• **Saved data entries**
· · · · · · ·

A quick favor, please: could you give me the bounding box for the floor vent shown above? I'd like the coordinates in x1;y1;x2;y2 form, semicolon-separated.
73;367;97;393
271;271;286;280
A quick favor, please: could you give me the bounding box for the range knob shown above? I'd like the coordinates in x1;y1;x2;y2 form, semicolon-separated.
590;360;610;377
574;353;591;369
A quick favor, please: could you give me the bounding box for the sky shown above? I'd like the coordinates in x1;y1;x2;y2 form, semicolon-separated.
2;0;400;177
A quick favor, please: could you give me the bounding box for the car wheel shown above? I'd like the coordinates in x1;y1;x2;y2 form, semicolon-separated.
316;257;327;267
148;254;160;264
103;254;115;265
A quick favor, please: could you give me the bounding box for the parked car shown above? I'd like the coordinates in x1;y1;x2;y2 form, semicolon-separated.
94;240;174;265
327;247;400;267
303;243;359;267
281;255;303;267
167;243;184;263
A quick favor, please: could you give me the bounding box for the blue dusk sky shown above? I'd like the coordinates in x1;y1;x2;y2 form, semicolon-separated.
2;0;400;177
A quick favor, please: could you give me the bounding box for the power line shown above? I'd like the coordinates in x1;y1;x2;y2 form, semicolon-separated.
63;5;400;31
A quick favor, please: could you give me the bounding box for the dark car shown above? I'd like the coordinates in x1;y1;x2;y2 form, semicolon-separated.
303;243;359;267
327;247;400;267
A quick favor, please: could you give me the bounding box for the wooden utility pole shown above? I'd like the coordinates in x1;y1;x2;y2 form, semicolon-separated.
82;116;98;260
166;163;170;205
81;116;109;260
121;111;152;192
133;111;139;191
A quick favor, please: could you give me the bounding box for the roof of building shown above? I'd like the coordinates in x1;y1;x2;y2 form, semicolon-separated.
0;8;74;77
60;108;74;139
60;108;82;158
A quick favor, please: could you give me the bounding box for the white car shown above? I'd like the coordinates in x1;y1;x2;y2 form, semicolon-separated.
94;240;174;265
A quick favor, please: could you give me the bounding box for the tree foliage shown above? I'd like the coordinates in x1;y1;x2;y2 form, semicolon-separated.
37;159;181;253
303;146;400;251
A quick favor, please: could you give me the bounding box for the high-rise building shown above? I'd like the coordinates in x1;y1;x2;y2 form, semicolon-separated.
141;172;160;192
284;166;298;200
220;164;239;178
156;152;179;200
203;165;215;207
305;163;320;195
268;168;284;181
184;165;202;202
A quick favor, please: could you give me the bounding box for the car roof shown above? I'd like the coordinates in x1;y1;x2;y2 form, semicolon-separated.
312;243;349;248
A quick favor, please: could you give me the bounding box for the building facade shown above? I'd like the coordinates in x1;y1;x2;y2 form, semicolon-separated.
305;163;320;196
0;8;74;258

· · · · · · ·

Using the entries above, copy exactly the lines from the one containing "for the white" through the last, both included.

• **Task answer**
A quick favor, please: could you give me the bounding box for the white car shown above? I'd like the coordinates in x1;y1;x2;y2 form, semicolon-separated.
94;240;174;265
A quick favor, please: could you give me the bounding box for the tree foliage shown above? I'd like the coordinates in x1;y1;x2;y2 form, semicolon-separated.
37;159;181;253
303;146;400;251
A quick favor, please: could you give me the bounding box for the high-rise building shown above? I'd like the coordinates in x1;y1;x2;y2 form, semicolon-separated.
141;172;160;192
284;166;298;200
220;164;239;178
156;152;179;200
203;165;215;207
305;163;320;195
268;168;284;181
184;165;202;202
A quick favor, please: could you give me the bounding box for the car roof shown above? I'd like the coordinates in x1;y1;x2;y2 form, semicolon-separated.
312;243;349;248
A quick favor, please: could you give me the bounding box for the building facade shown above? I'd like the coordinates in x1;y1;x2;y2 form, semicolon-separated.
305;163;320;196
0;8;74;258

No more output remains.